America’s unconventional oil boom continues to yield major benefits—economic and geostrategic. The latest evidence is OPEC’s decision on Thursday to defy expectations and maintain its current oil production target despite the steepest price decline since the 2008-2009 recession. The price of Brent crude, the global oil benchmark, plunged as a result to about $70 a barrel, continuing its decline from a peak of nearly $116 in June.

Here, the Journal appropriately gives much of the credit to the fracking boom in the US. In addition, the world’s economic troubles have reduced the demand for oil. And the rulers of Saudi Arabia realize (better than most Americans) that low oil prices are a way to weaken its rival Iran.

What can we do to keep the price of the oil that Russia, Iran and the Islamic State are selling as low as possible?

1. We can keep the fracking boom going

…and open the way for building the pipelines needed to ship oil and natural gas from point A to point B.

2. We can pour more money into solar power research

On November 19, I saw a talk by former Energy Secretary and Nobel Laureate Steven Chu at a (natural gas and oil-funded) conference in Doha, Qatar. He said solar power is close to being cheaper than conventional energy sources even without subsidies. (See also Ramez Naam’s Scientific American article “Smaller, cheaper, faster: Does Moore’s law apply to solar cells?”) Already, solar panels are cheap enough that installation costs are becoming the biggest issue. And there, German firms have figured out how to bring installation costs down far below installation costs in the US. Pushing solar power faster along the path it is already going could do a lot to keep oil demand from pushing prices up as the world economy improves.

3. We can increase gasoline and oil taxes and devote the proceeds to rebuilding our military to combat the new national security challenges that confront us

Gasoline and oil taxes raise the price of oil to consumers, but they also lower the price of oil to producers like Russia and Iran—especially if we convince our allies to raise their gasoline and fossil fuel taxes as well (which they might be willing to do, even though for many, their gasoline taxes are much higher than ours already). A basic principle from Economics 101 is that at the end of the day, taxes affect all players in a market, whoever officially pays them. For oil what that means is that although higher gasoline and oil taxes would involve some sacrifice from US consumers and US producers for the sake of national security, they are also taxes that, at the end of the day, are paid in a real way by US enemies.

==*==

*Aim of the exercise*.
Write out the passage from the oil-prices text starting at "On November 19, I" and ending at "world economy improves.". Rely only on the oil-prices text when responding.

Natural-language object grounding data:
==*==

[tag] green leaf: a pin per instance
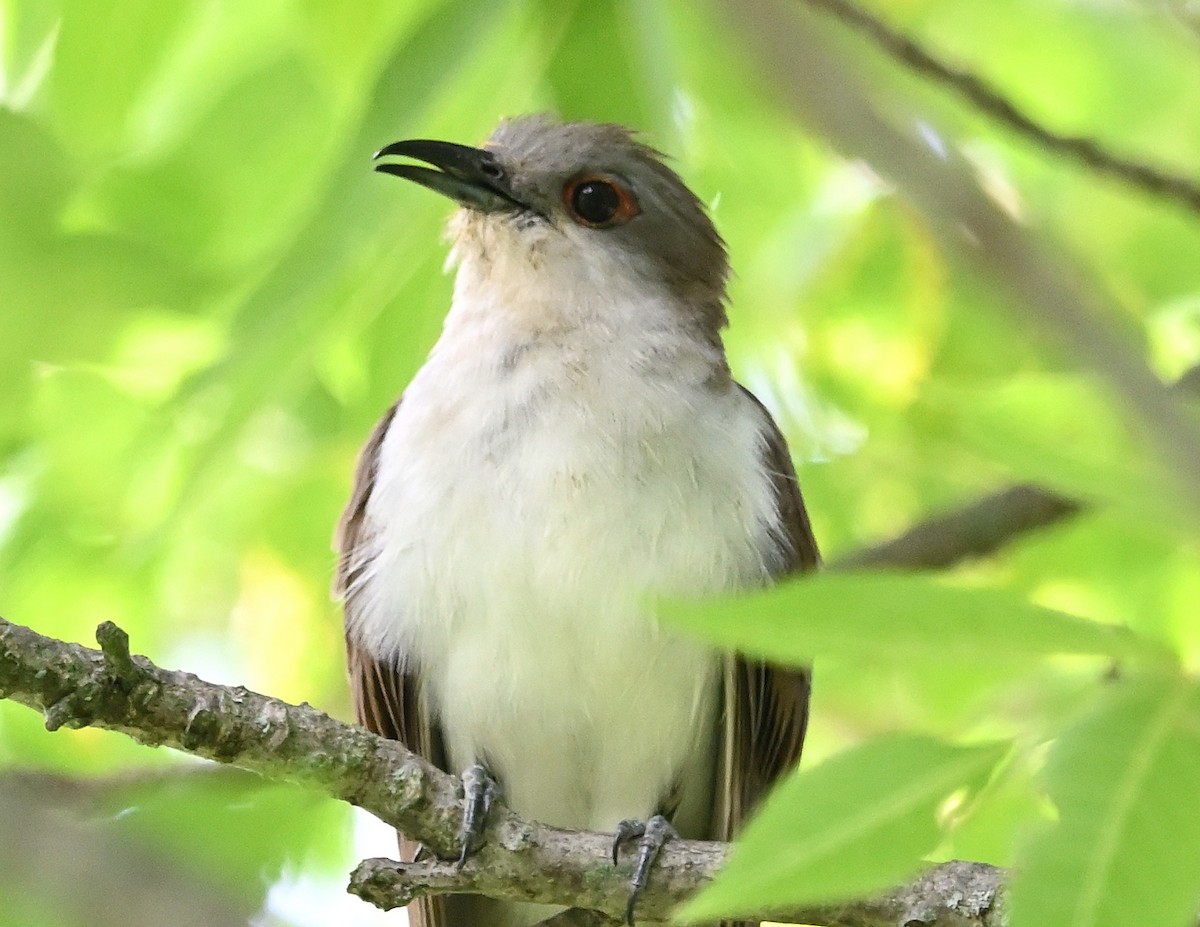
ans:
(1127, 844)
(855, 824)
(898, 617)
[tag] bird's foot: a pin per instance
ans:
(478, 791)
(651, 836)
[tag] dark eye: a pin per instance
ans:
(599, 202)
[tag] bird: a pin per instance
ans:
(573, 450)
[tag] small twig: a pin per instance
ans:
(976, 530)
(993, 103)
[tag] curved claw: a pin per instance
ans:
(651, 837)
(478, 791)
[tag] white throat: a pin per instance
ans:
(568, 453)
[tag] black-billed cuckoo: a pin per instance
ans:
(573, 448)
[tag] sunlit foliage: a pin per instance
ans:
(207, 298)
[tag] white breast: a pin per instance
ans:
(535, 490)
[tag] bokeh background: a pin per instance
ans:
(207, 298)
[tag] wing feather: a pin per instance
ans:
(388, 700)
(766, 705)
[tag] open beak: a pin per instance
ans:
(468, 175)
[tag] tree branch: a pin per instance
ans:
(791, 51)
(991, 102)
(520, 860)
(975, 530)
(78, 687)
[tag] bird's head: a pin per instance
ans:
(585, 197)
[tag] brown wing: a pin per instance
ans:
(387, 699)
(766, 706)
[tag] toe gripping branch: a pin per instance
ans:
(478, 793)
(652, 836)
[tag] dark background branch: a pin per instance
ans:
(991, 102)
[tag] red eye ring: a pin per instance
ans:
(599, 202)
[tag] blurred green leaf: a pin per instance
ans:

==*==

*Response for this exercise*.
On November 19, I saw a talk by former Energy Secretary and Nobel Laureate Steven Chu at a (natural gas and oil-funded) conference in Doha, Qatar. He said solar power is close to being cheaper than conventional energy sources even without subsidies. (See also Ramez Naam’s Scientific American article “Smaller, cheaper, faster: Does Moore’s law apply to solar cells?”) Already, solar panels are cheap enough that installation costs are becoming the biggest issue. And there, German firms have figured out how to bring installation costs down far below installation costs in the US. Pushing solar power faster along the path it is already going could do a lot to keep oil demand from pushing prices up as the world economy improves.